ARTICLE
** Begin **

In 1827 Motherwell suggested the murderous mason's name is Lambert Linkin in his Minstrelsy Ancient and Modern:

To some, the present set of the ballad may be valuable, as handing down both name and nickname of the revengeful builder of Prime Castle; for there can be little doubt that the epithet Linkin, Mr. Lambert acquired from the secrecy and address with which he insinuated himself into that notable strength. Indeed all the names of Lammerlinkin, Lnmmikin, Lamkin, Lankin, Linkin, Belinkin, can easily be traced out as abbreviations of Lambert Linkin. In the present set of the ballad, Lambert Linkin and Belinkin are used indifferently, as the measure of the verse may require; in the other recited copy, to which reference has been made, it is Lammerlinkin, and Lamkin; and the nobleman for whom he " built a house," is stated to be "Lord Arum." No allusion, however, is made here to the name of the owner of Prime Castle. Antiquaries, peradventure, may find it as difficult to settle the precise locality of this fortalice, as they have found it to fix the topography of Troy.
-------------

Here are notes from Lambkin: A Study in Evolution by Anne G. Gilchrist; Journal of the English Folk Dance and Song Society, Vol. 1, No. 1 (Dec., 1932), pp. 1-17

The above version was noted by Miss Minnie Kininmonth of Kinghorn (Fife), who had heard it "ranted" among the farm folk at Balwearie, where she spent much of her childhood. It first appeared in an MS. magazine "Pipers' News" in I9II, and was sent to the Rymour Club by Mrs. Jessie P. Findlay, one of the editors of the MS. magazine, which circulated in Kirkcaldy. Mrs. Findlay said that Lord Wearie was supposed to be one of the Balwearies of that ilk whose heiress carried the lands by marriage into the Scott family temp. Alexander III (1249- 1286) of Scotland. But as some doubt has been thrown upon the authenticity of this record (in Douglas's Baronetage), it would be idle to speculate whether the murder of an infant heir of the Wearie family in medizeval times might have created his sister an heiress. What is actually known of Balwearie Castle is that, as Mr. W. Mackay Mackenzie (author of The Medieval Castle in Scotland) informs me, it is a fifteenth-century tower, a license for its erection being issued to William Scott of Balwearie in February 1464. (The 'bal' of the name denotes a farmstead.) Whether any real connection with Balwearie existed or not, it seems probable that the ballad had a historical foundation; as far as I am aware it has no European counterpart.

** End **

PROVIDED INFORMATION

** Begin **

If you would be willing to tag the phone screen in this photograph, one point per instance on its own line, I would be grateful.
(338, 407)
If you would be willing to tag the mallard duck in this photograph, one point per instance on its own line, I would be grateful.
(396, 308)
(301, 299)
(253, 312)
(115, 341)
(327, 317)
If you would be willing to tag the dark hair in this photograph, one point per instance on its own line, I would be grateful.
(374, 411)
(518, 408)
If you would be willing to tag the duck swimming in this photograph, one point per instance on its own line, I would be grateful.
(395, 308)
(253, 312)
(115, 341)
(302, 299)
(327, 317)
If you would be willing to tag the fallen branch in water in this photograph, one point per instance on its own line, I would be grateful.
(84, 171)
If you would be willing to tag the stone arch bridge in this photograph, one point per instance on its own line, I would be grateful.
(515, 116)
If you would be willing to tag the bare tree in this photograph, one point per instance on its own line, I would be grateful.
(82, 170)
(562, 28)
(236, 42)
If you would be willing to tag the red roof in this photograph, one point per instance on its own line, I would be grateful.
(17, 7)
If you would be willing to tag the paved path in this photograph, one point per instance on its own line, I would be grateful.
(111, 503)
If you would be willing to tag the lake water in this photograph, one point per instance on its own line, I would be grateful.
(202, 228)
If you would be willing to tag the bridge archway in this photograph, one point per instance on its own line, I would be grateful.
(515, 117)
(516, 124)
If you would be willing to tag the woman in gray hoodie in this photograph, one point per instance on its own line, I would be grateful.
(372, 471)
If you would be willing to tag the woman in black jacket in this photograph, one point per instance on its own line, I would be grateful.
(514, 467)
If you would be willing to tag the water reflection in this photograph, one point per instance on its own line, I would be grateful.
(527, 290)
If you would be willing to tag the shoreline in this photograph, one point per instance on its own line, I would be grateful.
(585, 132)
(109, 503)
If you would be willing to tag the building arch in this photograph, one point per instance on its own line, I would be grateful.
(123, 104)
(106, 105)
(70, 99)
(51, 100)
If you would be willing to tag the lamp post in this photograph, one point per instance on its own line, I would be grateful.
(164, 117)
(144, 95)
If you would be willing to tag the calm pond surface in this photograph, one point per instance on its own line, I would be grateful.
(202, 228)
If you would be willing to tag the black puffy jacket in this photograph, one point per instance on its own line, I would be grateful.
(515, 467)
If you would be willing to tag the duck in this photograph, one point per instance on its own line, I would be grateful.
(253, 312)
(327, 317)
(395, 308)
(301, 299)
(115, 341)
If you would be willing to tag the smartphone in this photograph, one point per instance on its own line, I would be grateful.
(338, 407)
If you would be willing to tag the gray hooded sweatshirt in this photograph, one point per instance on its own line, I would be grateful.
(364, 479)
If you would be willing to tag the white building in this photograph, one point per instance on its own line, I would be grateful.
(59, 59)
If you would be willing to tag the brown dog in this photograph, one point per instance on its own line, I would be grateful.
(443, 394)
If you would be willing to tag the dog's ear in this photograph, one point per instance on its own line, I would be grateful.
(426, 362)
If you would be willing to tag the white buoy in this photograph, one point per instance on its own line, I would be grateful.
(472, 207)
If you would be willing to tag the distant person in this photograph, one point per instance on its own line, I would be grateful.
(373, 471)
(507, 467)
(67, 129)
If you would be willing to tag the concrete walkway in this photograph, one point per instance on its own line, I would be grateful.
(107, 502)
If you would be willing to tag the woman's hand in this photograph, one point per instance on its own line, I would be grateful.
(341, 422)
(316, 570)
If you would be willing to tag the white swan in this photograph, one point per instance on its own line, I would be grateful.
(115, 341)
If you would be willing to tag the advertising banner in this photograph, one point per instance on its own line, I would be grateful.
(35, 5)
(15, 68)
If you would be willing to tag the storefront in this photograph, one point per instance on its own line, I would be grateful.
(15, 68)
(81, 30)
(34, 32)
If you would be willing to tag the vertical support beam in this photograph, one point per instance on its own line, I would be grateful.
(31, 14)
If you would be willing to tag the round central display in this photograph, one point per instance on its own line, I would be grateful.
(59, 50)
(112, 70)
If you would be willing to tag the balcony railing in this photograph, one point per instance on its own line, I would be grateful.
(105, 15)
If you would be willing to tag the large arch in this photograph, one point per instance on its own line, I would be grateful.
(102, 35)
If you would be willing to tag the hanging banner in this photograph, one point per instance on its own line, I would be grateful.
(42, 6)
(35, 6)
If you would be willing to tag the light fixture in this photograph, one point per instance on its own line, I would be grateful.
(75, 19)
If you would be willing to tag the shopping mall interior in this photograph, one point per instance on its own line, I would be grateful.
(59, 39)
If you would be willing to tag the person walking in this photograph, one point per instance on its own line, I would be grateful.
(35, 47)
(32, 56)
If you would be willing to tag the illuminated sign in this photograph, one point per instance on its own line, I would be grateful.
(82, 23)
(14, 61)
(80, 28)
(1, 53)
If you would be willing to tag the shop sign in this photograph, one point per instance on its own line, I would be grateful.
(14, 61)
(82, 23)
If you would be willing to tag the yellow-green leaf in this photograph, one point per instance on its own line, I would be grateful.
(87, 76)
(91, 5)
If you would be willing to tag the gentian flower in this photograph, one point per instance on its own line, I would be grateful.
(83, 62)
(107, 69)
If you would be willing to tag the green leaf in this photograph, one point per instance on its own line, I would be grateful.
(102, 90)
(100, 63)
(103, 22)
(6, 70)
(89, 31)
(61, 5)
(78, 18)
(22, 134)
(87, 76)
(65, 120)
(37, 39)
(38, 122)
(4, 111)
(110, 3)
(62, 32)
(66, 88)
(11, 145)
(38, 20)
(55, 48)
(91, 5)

** End **

WRITTEN TASKS
1 – Which publications (books, periodicals, and manuscript magazines) are named in the text about the Lamkin ballad? List every one.
2 – Carry the text about the Lamkin ballad forward, picking up right after its final sentence.

RESULTS IN ORDER
1 –
- Minstrelsy Ancient and Modern
- Lambkin: A Study in Evolution
- Journal of the English Folk Dance and Song Society
- "Pipers' News"
- Douglas's Baronetage
- The Medieval Castle in Scotland

2 –
Taking first the Scottish tradition, there is no need to suppose with Prof. Child that the name Lambkin was bestowed ironically. Lambkin (dim. of Lambert) is a Flemish name, constant, though sometimes in a corrupt form, such as Longkin or Dunkins or Rankin, in all of the many versions-about forty-of the ballad which I have seen. Bardsley in his English Surnames says: "Lambert received a large accession in England through the Flemings, who thus preserved a memorial of the patron of Liege, St. Lambert, who was martyred early in the eighth century. Succumbing to the fashion so prevalent among the Flemings, it is generally found as Lambkin, such entries as Lambekyn fil. Eli or Lambekin Taborer being common."
* * *
Lambert and Lambkin, Lampson and Lampkin survive as English surnames to the present day. Assuming a real event to have been the basis of this tragic and circumstantial story, the "mason guid" might well have been a Flemish craftsman. The Flemings were highly skilled workers, as is patent from the fact that Gresham imported Flemish masons and joiners, under the management of their master Hendryk, to build the Royal Exchange in 1566. Flemish as well as French influence may be seen in the old castles and churches of Fifeshire built or re-built in the sixteenth century. Along the east coast of Scotland were colonies of Flemings in the middle ages, there being a close connection between Scotch-grown wool and Flemish wool-merchants and weavers. "In many old and elaborate descriptions of architecture in England constant reference is made to the Flemings." James IV of Scotland employed Flemish craftsmen to plaster the walls and ceilings of his royal castles-gaunt and comfortless as they were for the reception of his "English rose," Margaret Tudor. Without elaborating the point further, the reader may be referred to Flemish Influence in Britain (1930) by J. Arnold Fleming. Though one cannot prove that Lambkin was a Flemish master-mason, this seems, assuming an historic foundation for the ballad, to be a reasonable possibility. And another is that he was neither called Lambkin because he was like or unlike a lamb but because it was his name. A third point is that if he was a "furriner," it would then as now be considered less of a crime to cheat him.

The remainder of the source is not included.